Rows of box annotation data
● ● ●

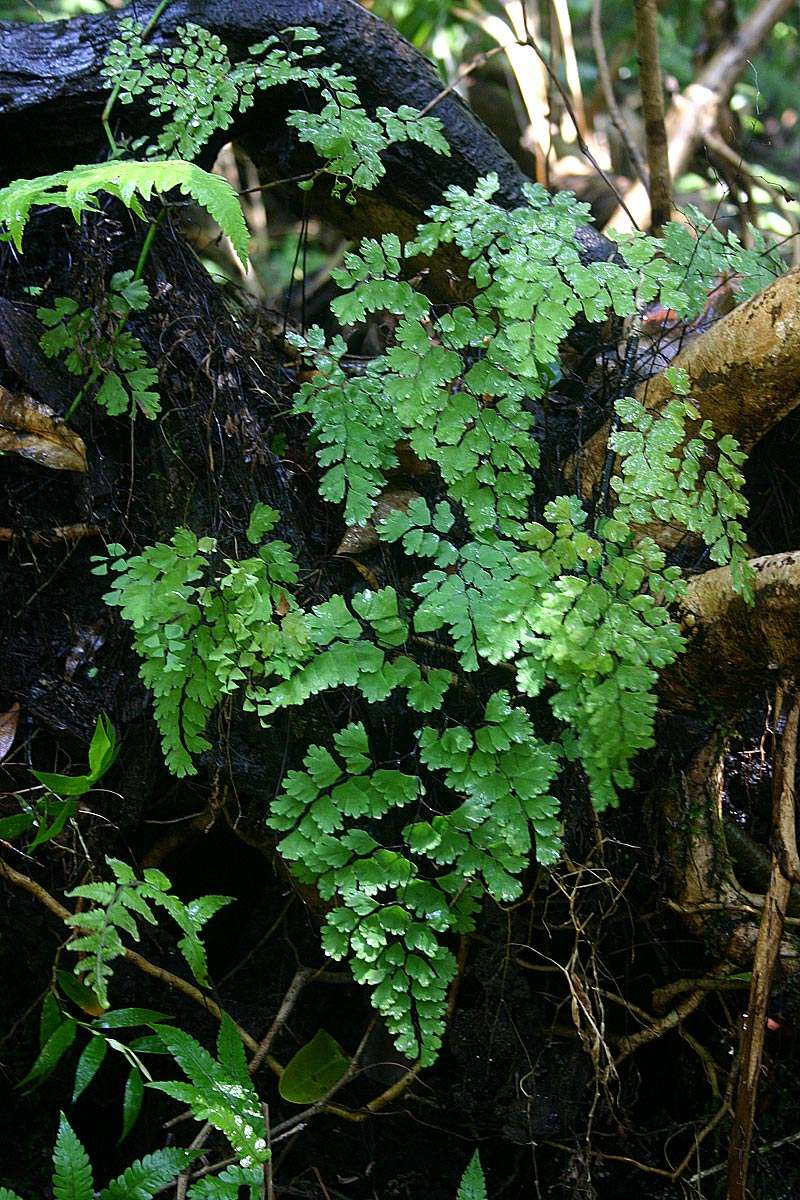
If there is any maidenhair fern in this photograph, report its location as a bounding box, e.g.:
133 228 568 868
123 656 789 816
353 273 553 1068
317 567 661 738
98 162 756 1062
36 271 160 419
66 858 231 1008
103 18 449 202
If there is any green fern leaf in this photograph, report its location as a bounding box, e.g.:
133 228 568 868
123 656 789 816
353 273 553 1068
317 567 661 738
53 1112 95 1200
456 1151 486 1200
0 158 249 264
100 1146 196 1200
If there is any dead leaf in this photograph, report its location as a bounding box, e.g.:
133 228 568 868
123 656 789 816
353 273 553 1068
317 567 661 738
0 702 19 762
0 386 86 472
336 487 420 554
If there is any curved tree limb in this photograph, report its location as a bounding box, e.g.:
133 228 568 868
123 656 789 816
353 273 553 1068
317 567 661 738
581 270 800 547
608 0 794 230
0 0 610 267
663 551 800 714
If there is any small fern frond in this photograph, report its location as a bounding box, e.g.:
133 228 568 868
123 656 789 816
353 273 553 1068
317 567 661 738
100 1146 194 1200
53 1112 95 1200
456 1151 486 1200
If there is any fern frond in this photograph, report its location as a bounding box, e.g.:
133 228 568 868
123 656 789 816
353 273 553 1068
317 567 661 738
456 1151 486 1200
100 1146 196 1200
150 1014 270 1169
0 158 249 264
67 858 231 1008
53 1112 95 1200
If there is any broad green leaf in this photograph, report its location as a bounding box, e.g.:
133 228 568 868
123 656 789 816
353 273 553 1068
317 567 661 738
53 1112 95 1200
72 1037 108 1104
17 1016 78 1087
278 1030 350 1104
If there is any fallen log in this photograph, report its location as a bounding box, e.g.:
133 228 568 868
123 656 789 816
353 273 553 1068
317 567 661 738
0 0 610 267
571 270 800 547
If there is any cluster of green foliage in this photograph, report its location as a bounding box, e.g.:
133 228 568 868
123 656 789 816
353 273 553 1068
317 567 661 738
67 858 231 1008
0 17 449 418
36 271 161 419
456 1151 486 1200
103 18 449 196
97 171 763 1062
0 1114 199 1200
0 2 775 1113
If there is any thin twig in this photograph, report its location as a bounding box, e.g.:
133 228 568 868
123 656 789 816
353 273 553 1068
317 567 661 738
628 0 672 234
728 686 800 1200
591 0 648 187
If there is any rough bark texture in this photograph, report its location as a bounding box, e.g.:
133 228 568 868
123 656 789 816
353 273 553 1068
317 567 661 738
608 0 794 229
581 270 800 546
663 551 800 718
0 0 610 267
633 0 672 233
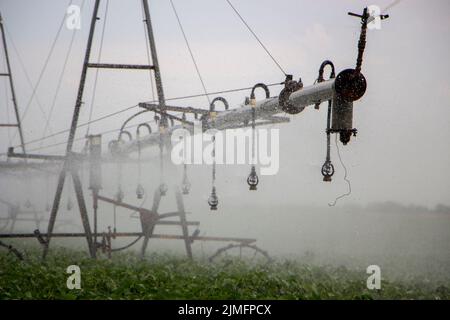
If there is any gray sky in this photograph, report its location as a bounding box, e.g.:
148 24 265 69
0 0 450 206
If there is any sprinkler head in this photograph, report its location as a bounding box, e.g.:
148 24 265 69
247 166 259 190
322 160 334 182
181 177 191 195
116 188 125 202
208 187 219 210
136 183 145 199
159 183 169 196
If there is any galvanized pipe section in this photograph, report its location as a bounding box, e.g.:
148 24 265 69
119 79 335 153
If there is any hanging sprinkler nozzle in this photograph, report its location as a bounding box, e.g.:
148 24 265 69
208 187 219 210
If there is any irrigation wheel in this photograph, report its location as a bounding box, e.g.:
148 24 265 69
208 243 272 266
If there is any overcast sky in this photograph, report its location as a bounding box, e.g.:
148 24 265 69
0 0 450 206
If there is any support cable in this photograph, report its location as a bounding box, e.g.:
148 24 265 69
225 0 287 76
14 82 284 151
40 0 88 146
86 0 109 137
13 0 73 138
141 2 156 101
328 134 352 207
170 0 211 105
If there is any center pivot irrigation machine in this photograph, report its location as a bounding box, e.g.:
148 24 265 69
0 0 387 259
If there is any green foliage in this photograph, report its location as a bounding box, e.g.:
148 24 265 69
0 249 450 299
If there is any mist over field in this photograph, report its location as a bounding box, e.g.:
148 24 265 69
0 0 450 298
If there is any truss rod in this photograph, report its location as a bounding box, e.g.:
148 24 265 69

● ● ●

:: EXERCISE ::
Please rewrite the records from the line with "If there is any green fern" to the line with "278 1030 350 1104", keeping every line, and adjust each coordinate in the answer boxes by -112. Leave the sample boxes unchanged.

:: OUTPUT FOR THIS EXERCISE ::
If there is any green fern leaf in this photograph, report its location as a bounding box, e.g.:
133 228 568 868
123 656 789 816
353 273 553 1068
317 567 661 738
-59 1000 -17 1088
344 1039 374 1088
-112 46 137 152
-12 1034 84 1088
If there is any dead leaf in this photograph, report its location as a bounding box, e.g.:
133 228 568 868
123 656 789 816
353 273 553 1068
317 567 661 738
-112 590 -93 650
-112 274 -26 360
224 375 308 442
If there is any curved tree limb in this photograph, report its location as a bounding box, e.g.:
133 228 568 868
123 656 789 816
353 273 553 1068
317 567 661 738
469 158 688 435
496 -112 682 118
-112 -112 498 155
551 439 688 602
If there is any small fern frond in this photograph, report its location as a bounding box, e.g.:
133 228 568 868
123 656 789 816
353 273 553 1068
317 567 661 738
-12 1034 82 1088
-59 1000 -17 1088
344 1039 374 1088
If there is any fern frond in this photograph, report its location as a bounding box, e.g.:
133 228 568 868
123 656 789 816
353 273 553 1068
317 567 661 738
344 1039 374 1088
-12 1034 84 1088
38 902 158 1057
-112 46 137 152
-45 746 119 896
-59 1000 -17 1088
If there is any broad green leaf in this photograph, report its location as a bounding box, e.g.:
133 228 568 868
123 656 789 816
353 273 553 1068
317 567 661 738
-59 1000 -17 1088
-40 925 -4 992
-95 904 -34 975
166 918 238 992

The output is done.